** Provided text **
But first, a few definitions:
- “SCB”: Small Cap Blend. This represents an index of US small cap stocks
- “SCV”: Small Cap Value. This represents an index of US small cap value stocks
- “LCV”: Large Cap Value. This represents an index of US large cap value stocks
- “4-Fund Combo”: Equal weight S&P 500, LCV, SCB, and SCV
Academic theory suggests that markets are highly efficient at pricing asset classes so that risk and reward are related. When an asset class has more risk, it should also have a higher expected return. Otherwise why take the risk? Specifically, from lowest risk/reward to highest:
- 1-month T-bills (cash)…lowest risk, lowest expected return
- Long term government bonds
- Large cap stocks (S&P 500)
- Large cap value stocks
- Small cap stocks
- Small cap value stocks…highest risk, highest expected return
We see that the historical data matches the theory over the entire period. But certainly not over every 15-year period, which should be expected…otherwise there wouldn’t be risk if we knew with certainty that holding for 15 years would automatically produce a relative outcome of one asset classes versus another. Therefore, there is no period long enough where we can be certain of any outcome in markets. And for this reason, every investor must consider their own personal ability, willingness, and need to take risk. This is true not only for how much a portfolio should be in stocks vs. bonds, but also how much of that equity allocation should consist of small cap and value stocks. The right portfolio is the one that has the highest probability of meeting your long-term return objectives(one that is well diversified) and is also one that you can stick with.
The diversification of the 4-fund combo never gives you the best outcome, which is a price to pay for also avoiding the worst outcome that you’re more likely concerned about. The period of 1960-1974 stands out, a period of 15 years where the popular S&P 500 index underperformed totally riskless 1-month T-bills (along with SCB & LT Gov Bonds). The 4-fund combo, due to the performance of value stocks, still produced a risk premium over T-bills.

** Short exercise 1 **
In the asset-class passage, rewrite the portion from "But first, a" up to and including "stocks (S&P 500)", substituting "Small Cap Core" for "Small Cap Blend".
** Short exercise 2 **
Extend the asset-class passage with a few sentences that pick up after its final line.

** Listing **
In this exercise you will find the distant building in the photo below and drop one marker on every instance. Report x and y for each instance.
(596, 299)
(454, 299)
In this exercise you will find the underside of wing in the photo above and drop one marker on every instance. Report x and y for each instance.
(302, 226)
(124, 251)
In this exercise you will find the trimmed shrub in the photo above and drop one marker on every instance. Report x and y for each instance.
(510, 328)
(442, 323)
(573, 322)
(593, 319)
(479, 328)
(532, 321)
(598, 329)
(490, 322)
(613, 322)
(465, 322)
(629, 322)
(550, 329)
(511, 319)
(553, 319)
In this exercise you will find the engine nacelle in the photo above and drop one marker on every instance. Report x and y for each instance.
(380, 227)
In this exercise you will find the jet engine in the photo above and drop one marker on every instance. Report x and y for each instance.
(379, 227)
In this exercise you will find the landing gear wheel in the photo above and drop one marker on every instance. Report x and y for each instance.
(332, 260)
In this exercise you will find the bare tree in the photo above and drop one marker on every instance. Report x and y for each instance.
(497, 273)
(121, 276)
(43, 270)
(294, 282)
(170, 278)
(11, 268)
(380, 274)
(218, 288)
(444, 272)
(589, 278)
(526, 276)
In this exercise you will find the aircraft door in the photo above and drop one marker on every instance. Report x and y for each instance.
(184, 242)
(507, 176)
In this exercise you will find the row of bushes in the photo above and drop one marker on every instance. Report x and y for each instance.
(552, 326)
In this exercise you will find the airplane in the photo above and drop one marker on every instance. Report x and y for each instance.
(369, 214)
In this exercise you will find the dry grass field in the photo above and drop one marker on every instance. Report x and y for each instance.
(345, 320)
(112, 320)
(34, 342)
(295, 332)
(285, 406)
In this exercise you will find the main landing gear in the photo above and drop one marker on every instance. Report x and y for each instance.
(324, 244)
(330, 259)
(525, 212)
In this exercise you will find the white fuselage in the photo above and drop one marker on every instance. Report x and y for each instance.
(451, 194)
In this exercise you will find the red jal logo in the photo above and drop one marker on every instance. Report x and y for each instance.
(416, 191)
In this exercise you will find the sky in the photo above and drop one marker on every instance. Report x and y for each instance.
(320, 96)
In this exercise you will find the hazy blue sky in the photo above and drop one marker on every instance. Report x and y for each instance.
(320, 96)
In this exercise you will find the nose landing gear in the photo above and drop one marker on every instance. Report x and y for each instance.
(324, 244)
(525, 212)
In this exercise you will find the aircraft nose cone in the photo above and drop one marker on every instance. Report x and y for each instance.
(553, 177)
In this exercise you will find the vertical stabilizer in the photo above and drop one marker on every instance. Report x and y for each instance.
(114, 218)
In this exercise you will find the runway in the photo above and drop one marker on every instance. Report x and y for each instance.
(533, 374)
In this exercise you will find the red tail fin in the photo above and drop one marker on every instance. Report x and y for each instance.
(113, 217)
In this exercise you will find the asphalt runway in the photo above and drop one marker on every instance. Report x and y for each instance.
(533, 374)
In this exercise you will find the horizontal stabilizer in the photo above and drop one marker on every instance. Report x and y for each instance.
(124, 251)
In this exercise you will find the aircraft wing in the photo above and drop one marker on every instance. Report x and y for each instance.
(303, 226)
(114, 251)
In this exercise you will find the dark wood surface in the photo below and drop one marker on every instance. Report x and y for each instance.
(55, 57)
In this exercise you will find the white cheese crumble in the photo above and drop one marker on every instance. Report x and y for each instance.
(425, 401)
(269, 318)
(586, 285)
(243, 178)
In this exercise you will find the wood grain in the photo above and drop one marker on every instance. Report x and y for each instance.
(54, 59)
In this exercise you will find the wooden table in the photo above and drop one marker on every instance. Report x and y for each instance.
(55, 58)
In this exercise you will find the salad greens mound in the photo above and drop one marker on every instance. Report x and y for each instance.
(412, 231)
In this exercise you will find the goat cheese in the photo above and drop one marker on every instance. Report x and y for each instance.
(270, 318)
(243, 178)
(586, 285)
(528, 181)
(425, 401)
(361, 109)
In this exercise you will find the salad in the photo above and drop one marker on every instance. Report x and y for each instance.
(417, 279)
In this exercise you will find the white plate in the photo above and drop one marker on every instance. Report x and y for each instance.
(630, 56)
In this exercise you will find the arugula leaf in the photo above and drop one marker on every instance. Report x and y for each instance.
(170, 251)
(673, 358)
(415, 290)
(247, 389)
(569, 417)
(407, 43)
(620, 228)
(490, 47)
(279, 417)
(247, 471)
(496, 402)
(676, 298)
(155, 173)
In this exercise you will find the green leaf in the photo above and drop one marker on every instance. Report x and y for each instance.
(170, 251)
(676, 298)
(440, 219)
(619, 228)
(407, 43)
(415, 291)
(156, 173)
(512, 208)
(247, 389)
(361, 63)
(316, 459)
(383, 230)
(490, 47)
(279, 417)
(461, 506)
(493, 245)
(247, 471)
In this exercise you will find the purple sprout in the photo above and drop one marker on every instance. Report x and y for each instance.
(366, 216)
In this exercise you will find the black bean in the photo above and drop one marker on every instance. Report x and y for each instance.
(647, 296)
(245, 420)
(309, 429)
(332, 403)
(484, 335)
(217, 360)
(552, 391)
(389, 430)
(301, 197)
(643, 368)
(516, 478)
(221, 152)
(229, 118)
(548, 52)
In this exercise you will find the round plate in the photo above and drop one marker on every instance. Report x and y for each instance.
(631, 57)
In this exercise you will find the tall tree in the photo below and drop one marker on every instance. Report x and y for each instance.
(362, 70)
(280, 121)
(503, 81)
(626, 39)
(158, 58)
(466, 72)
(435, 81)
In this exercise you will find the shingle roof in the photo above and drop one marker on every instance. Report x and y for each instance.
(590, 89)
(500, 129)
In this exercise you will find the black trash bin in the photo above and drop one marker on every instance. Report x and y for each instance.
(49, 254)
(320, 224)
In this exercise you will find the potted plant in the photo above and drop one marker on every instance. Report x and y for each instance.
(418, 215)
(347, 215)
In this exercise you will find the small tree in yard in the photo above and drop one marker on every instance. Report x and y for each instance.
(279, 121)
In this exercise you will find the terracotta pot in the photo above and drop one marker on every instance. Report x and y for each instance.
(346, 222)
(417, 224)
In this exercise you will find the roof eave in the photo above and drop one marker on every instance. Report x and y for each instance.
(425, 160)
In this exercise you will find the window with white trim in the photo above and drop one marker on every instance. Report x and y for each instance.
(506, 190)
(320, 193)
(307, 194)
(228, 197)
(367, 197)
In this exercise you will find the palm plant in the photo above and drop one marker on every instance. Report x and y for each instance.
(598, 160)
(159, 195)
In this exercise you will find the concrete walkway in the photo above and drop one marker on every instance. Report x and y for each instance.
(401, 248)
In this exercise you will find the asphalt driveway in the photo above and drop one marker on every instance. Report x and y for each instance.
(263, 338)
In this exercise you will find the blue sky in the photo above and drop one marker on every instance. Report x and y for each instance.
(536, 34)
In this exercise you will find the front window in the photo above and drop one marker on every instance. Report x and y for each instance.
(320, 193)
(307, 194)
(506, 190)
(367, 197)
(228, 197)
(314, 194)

** Exercise response 1 **
But first, a few definitions:
- “SCB”: Small Cap Core. This represents an index of US small cap stocks
- “SCV”: Small Cap Value. This represents an index of US small cap value stocks
- “LCV”: Large Cap Value. This represents an index of US large cap value stocks
- “4-Fund Combo”: Equal weight S&P 500, LCV, SCB, and SCV
Academic theory suggests that markets are highly efficient at pricing asset classes so that risk and reward are related. When an asset class has more risk, it should also have a higher expected return. Otherwise why take the risk? Specifically, from lowest risk/reward to highest:
- 1-month T-bills (cash)…lowest risk, lowest expected return
- Long term government bonds
- Large cap stocks (S&P 500)

** Exercise response 2 **
Over the long-term, which is the only period an equity investor should care about, diversification can reduce worst case scenarios. Yet it’s interesting that when I review the portfolios of new clients and prospects, it’s extremely rare to find any allocation at all to small cap value stocks. Whether that portfolio was built with the help of an advisor or not hasn’t seemed to matter, indicating that lack of awareness of the historical data is the likely explanation. I’ve written extensively in other articles about the higher expected returns of small and value stocks, as this has been known for at least 30 years.
The last point I’ll make is that the same chart created with shorter periods, such as 1/5/10 year periods, has much more random outcomes. Again, this would be expected, and it’s why increasing your awareness of the range of potential outcomes over various time periods is one of the best things you can do to have proper expectations. My recent articles on market volatility digs deeper into this topic.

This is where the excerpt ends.